What is required: Please print every line from the one containing "For every instance of the ford" through the last line of the records below, exactly as written and nothing more.
*** Entries shown
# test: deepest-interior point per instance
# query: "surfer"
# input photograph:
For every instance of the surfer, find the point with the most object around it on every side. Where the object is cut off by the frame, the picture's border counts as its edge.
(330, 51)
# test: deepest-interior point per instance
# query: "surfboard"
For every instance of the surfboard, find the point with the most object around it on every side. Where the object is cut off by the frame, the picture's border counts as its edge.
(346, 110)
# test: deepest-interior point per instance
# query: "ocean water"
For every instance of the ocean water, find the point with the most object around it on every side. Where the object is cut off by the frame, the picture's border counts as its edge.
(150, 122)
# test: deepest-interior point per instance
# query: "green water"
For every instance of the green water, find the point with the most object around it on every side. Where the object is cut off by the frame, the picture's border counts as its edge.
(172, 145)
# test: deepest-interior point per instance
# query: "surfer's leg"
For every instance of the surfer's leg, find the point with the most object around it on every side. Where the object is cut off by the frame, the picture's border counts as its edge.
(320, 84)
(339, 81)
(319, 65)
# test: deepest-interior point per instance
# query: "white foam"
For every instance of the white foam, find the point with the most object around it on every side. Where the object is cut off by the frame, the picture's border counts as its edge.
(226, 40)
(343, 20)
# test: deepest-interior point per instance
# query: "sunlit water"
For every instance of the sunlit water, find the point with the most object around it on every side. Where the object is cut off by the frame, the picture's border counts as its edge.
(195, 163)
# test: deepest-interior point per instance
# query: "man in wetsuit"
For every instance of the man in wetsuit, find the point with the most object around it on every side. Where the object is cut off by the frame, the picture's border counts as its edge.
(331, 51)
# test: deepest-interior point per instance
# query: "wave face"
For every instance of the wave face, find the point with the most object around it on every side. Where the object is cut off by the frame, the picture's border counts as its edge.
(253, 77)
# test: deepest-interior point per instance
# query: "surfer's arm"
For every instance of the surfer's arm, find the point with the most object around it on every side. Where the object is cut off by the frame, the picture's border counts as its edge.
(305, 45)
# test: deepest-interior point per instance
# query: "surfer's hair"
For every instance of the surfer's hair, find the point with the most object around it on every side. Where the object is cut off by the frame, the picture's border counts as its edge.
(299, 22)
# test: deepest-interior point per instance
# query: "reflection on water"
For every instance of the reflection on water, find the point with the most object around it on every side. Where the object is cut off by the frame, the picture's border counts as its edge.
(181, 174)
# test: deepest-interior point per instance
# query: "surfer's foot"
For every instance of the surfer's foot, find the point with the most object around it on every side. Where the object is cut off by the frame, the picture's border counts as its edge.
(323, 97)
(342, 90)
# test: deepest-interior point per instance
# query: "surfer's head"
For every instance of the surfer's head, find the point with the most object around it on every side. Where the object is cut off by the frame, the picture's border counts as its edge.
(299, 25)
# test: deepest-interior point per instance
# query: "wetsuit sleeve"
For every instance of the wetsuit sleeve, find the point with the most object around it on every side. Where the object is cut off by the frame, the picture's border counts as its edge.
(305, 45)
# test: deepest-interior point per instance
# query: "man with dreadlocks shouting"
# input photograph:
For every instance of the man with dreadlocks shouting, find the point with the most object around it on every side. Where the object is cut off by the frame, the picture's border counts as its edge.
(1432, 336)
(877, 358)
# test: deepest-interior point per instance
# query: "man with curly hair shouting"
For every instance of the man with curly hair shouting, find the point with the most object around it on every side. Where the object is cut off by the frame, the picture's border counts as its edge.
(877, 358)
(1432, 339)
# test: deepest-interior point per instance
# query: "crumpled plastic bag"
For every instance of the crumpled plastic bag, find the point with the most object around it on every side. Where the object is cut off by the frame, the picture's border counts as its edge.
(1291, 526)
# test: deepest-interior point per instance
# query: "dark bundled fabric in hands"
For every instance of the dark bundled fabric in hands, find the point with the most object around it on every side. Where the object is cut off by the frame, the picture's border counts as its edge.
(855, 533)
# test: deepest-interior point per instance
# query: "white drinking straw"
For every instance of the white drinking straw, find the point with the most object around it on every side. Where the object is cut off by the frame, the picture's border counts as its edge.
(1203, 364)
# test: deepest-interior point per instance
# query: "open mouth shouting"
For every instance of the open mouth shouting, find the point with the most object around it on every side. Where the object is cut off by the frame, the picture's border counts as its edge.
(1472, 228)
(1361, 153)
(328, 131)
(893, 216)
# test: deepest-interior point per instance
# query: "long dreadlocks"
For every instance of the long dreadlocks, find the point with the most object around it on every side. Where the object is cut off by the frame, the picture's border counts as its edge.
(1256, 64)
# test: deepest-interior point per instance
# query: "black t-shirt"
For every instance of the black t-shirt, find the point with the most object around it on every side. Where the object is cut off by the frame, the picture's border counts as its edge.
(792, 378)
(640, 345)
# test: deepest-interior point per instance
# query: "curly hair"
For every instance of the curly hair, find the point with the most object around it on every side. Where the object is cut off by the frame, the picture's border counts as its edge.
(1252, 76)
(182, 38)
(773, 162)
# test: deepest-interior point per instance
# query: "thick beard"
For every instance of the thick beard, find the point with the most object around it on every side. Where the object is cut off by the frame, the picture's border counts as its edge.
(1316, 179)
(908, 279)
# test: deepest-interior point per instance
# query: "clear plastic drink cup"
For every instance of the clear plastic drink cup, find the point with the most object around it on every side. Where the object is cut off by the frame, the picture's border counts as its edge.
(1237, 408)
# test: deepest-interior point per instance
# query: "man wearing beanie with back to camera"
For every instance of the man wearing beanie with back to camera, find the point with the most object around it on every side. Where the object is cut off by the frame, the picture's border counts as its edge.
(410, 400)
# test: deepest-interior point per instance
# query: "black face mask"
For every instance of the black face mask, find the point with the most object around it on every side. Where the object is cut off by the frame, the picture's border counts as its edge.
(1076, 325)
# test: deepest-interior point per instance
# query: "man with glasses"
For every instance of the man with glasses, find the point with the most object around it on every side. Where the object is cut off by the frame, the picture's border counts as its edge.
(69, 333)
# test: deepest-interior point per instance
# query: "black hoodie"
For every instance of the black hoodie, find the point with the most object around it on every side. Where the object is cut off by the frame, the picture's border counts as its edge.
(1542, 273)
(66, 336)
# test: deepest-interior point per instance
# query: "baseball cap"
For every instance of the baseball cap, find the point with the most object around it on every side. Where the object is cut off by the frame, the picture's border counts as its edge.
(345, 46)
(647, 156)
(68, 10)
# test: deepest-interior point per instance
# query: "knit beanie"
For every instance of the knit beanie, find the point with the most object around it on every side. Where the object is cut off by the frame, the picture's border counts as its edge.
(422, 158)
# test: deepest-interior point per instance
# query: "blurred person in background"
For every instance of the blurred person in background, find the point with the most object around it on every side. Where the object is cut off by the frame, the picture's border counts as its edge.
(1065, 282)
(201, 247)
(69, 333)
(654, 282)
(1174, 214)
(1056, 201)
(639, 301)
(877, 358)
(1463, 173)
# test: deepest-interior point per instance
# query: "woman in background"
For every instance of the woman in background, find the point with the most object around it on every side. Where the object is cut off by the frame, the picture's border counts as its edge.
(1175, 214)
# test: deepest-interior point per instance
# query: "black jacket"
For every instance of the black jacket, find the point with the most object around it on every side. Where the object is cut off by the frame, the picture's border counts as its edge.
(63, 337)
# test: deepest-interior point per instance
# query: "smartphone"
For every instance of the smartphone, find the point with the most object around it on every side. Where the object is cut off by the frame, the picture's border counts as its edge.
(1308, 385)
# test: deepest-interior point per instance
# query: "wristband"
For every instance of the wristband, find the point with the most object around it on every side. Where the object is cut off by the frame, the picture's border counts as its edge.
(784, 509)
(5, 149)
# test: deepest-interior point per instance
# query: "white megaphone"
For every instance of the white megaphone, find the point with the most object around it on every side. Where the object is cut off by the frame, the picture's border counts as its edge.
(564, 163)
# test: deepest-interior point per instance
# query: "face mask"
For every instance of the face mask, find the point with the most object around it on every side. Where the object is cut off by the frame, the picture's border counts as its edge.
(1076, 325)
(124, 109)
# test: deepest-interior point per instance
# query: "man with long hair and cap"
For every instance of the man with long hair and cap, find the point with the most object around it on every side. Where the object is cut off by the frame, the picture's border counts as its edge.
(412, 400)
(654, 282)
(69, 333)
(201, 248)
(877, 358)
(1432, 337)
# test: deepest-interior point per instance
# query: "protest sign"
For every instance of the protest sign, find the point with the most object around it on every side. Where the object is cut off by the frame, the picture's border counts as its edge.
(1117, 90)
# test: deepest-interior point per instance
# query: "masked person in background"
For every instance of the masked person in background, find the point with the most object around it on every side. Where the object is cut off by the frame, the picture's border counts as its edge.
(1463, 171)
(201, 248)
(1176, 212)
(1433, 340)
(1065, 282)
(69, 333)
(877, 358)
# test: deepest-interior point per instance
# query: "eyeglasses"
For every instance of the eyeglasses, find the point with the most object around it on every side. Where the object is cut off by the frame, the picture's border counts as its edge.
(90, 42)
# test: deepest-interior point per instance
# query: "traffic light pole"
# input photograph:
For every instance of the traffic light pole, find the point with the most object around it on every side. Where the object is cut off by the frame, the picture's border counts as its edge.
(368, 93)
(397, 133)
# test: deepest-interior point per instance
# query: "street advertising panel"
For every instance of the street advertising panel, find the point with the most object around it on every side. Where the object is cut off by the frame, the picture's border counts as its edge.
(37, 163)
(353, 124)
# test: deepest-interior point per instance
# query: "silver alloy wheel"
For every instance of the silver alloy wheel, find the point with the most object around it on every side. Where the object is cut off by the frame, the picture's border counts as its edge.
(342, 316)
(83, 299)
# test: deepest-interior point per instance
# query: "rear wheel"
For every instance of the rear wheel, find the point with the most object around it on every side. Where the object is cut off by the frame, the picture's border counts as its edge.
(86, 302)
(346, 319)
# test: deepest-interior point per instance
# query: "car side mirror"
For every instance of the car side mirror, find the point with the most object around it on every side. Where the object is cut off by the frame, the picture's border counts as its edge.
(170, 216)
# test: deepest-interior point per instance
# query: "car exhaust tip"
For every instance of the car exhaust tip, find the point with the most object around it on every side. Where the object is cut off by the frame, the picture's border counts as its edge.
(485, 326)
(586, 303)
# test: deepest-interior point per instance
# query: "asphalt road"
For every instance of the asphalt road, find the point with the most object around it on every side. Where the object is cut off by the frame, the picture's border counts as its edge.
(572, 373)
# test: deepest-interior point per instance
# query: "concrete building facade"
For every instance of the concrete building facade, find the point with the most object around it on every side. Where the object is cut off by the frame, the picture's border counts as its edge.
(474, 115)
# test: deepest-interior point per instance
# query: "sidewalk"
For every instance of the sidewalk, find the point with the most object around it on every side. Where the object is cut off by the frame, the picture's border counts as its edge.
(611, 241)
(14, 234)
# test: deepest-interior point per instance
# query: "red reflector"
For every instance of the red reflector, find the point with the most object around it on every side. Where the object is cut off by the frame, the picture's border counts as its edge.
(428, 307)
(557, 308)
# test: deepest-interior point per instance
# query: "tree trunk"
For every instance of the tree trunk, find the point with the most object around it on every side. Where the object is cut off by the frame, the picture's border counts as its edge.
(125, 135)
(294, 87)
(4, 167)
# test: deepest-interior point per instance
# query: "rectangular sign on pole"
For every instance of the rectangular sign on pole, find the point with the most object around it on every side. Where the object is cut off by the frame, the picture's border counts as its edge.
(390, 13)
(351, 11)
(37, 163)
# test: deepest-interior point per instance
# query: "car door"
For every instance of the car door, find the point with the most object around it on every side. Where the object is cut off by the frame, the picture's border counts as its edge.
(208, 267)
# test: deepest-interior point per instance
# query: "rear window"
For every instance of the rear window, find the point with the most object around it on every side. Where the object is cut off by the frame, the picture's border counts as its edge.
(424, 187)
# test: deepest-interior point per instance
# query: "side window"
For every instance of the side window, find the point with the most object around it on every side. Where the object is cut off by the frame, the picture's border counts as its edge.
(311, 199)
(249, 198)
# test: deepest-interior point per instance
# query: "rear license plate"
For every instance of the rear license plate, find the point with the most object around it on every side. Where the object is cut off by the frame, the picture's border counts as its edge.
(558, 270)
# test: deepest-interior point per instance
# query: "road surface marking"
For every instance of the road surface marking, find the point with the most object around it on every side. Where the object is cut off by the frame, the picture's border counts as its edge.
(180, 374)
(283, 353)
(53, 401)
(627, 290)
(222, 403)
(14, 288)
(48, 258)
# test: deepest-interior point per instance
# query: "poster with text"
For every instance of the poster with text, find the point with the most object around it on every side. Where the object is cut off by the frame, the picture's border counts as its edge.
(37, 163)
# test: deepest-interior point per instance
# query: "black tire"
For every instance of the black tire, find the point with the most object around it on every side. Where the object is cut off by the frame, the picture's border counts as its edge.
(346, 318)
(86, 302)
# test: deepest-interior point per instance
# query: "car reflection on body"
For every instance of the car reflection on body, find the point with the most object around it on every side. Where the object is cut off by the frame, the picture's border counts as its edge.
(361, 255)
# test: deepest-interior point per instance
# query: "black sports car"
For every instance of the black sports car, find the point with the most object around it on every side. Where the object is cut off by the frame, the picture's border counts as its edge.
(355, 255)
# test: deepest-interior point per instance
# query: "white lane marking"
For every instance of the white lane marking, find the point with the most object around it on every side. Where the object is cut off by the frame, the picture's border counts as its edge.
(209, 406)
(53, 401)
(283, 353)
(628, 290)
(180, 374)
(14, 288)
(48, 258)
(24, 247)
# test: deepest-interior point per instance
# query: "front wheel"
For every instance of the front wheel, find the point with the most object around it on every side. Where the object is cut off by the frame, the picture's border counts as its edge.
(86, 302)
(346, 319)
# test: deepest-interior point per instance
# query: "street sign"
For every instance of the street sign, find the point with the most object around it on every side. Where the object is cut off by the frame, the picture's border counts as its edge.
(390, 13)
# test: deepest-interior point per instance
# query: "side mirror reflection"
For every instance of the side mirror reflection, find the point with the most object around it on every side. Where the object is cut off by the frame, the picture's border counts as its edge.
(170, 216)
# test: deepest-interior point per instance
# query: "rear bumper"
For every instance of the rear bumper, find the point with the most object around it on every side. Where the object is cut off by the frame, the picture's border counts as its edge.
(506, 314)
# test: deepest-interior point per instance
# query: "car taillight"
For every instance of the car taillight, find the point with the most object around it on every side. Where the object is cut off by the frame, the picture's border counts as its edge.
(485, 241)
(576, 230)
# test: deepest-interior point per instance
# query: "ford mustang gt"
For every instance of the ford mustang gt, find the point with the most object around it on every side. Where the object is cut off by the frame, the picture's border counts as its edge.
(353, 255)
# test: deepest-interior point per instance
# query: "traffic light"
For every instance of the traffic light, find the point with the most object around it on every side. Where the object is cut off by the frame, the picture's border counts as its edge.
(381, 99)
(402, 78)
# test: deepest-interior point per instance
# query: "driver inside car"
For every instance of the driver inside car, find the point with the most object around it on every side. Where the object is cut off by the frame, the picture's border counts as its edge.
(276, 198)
******
Written response:
For every instance of the ford mustang gt, find the point with the most object around it on every side. Where the object is cut off by the frame, the picture's border counts as its edge.
(353, 255)
# test: deepest-interior point per instance
# query: "traffic light"
For every instance of the traffic light, find the point with the most object around it on every side. Where the object is cut off by the frame, the picture's border counts as its edge.
(381, 99)
(402, 78)
# test: deepest-interior point per instance
# query: "driver inside car"
For every instance of the driver inside car, find the point with the most object around it on every side. Where the object is cut off by the frame, the picture's border counts as its edge.
(276, 198)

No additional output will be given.